### What to work on
Write out the records again, exactly, leaving none out.
- - -
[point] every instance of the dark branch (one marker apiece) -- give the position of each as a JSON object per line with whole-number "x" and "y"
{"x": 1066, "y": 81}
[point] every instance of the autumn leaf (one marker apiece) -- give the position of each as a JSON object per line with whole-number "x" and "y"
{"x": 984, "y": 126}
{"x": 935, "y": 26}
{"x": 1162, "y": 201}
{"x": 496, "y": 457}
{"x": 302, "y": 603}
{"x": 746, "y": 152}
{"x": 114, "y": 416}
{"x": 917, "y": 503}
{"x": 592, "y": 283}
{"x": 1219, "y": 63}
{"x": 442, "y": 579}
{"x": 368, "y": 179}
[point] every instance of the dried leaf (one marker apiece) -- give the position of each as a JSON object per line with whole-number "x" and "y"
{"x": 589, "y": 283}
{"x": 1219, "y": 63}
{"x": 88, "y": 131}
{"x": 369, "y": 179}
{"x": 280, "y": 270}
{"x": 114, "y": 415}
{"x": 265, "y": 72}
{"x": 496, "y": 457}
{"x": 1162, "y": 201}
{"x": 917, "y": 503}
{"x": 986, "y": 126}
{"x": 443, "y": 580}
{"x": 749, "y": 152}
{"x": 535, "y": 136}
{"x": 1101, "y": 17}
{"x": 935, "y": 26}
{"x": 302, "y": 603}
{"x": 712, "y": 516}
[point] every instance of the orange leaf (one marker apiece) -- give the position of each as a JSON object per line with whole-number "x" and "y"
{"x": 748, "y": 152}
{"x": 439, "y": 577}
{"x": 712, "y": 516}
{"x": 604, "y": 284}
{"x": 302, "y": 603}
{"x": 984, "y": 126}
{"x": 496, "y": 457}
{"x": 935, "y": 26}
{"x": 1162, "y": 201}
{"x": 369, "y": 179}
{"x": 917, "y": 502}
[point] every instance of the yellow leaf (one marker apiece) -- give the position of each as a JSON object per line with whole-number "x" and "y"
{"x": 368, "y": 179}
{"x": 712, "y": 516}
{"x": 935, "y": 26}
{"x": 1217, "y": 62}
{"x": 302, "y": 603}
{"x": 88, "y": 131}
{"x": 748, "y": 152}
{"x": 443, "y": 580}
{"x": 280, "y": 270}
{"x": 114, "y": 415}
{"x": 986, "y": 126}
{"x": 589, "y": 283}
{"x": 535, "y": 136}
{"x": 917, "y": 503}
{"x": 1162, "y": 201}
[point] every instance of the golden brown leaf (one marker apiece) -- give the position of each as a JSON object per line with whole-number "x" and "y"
- - -
### Solved problem
[point] every instance of the dark branch (one marker apiece) -- give the position of each as a JSON object per line with whole-number "x" and "y"
{"x": 1066, "y": 81}
[point] every instance of the autumn leaf (one marker apiece) -- give the position of each as a JSON object per line with whole-number "x" and "y"
{"x": 984, "y": 126}
{"x": 935, "y": 26}
{"x": 1162, "y": 201}
{"x": 496, "y": 457}
{"x": 302, "y": 603}
{"x": 746, "y": 152}
{"x": 114, "y": 416}
{"x": 917, "y": 503}
{"x": 592, "y": 283}
{"x": 1219, "y": 63}
{"x": 442, "y": 579}
{"x": 368, "y": 179}
[point] every instance of the dried leaf (one marker apiece) -- give the position of each as a JSON object per line with whole-number "x" and "y"
{"x": 589, "y": 283}
{"x": 1219, "y": 63}
{"x": 88, "y": 131}
{"x": 369, "y": 179}
{"x": 280, "y": 270}
{"x": 114, "y": 415}
{"x": 265, "y": 72}
{"x": 496, "y": 457}
{"x": 1162, "y": 201}
{"x": 917, "y": 503}
{"x": 986, "y": 126}
{"x": 443, "y": 580}
{"x": 749, "y": 152}
{"x": 535, "y": 136}
{"x": 1101, "y": 17}
{"x": 935, "y": 26}
{"x": 302, "y": 603}
{"x": 712, "y": 516}
[point] every instance of the orange leaf (one marker apiece) -- give the position of each as a JSON object per line with whole-number "x" and "y"
{"x": 748, "y": 152}
{"x": 439, "y": 577}
{"x": 712, "y": 516}
{"x": 604, "y": 284}
{"x": 302, "y": 603}
{"x": 984, "y": 126}
{"x": 496, "y": 457}
{"x": 935, "y": 26}
{"x": 1162, "y": 201}
{"x": 369, "y": 179}
{"x": 917, "y": 502}
[point] every instance of the yellow leaf (one marker apiece) -- give the position of each as a JSON object per line with whole-number "x" and "y"
{"x": 368, "y": 179}
{"x": 712, "y": 516}
{"x": 935, "y": 26}
{"x": 1217, "y": 62}
{"x": 302, "y": 603}
{"x": 88, "y": 131}
{"x": 748, "y": 152}
{"x": 443, "y": 580}
{"x": 280, "y": 270}
{"x": 114, "y": 415}
{"x": 986, "y": 126}
{"x": 589, "y": 283}
{"x": 535, "y": 136}
{"x": 917, "y": 503}
{"x": 1162, "y": 201}
[point] every instance of the golden brown leaf (one marker apiece) -- give the position of each as a JSON object per line with whole-number "x" and "y"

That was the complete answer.